## [Provided records]
════════
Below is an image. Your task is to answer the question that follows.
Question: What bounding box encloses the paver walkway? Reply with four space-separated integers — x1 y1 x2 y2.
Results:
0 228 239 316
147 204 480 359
════════
## [Direction]
From the data above, extract every line that contains the string "separated". The match is case-sensitive.

## [Result]
Question: What bounding box encloses the paver walkway? Reply with four space-separated integers — x1 y1 x2 y2.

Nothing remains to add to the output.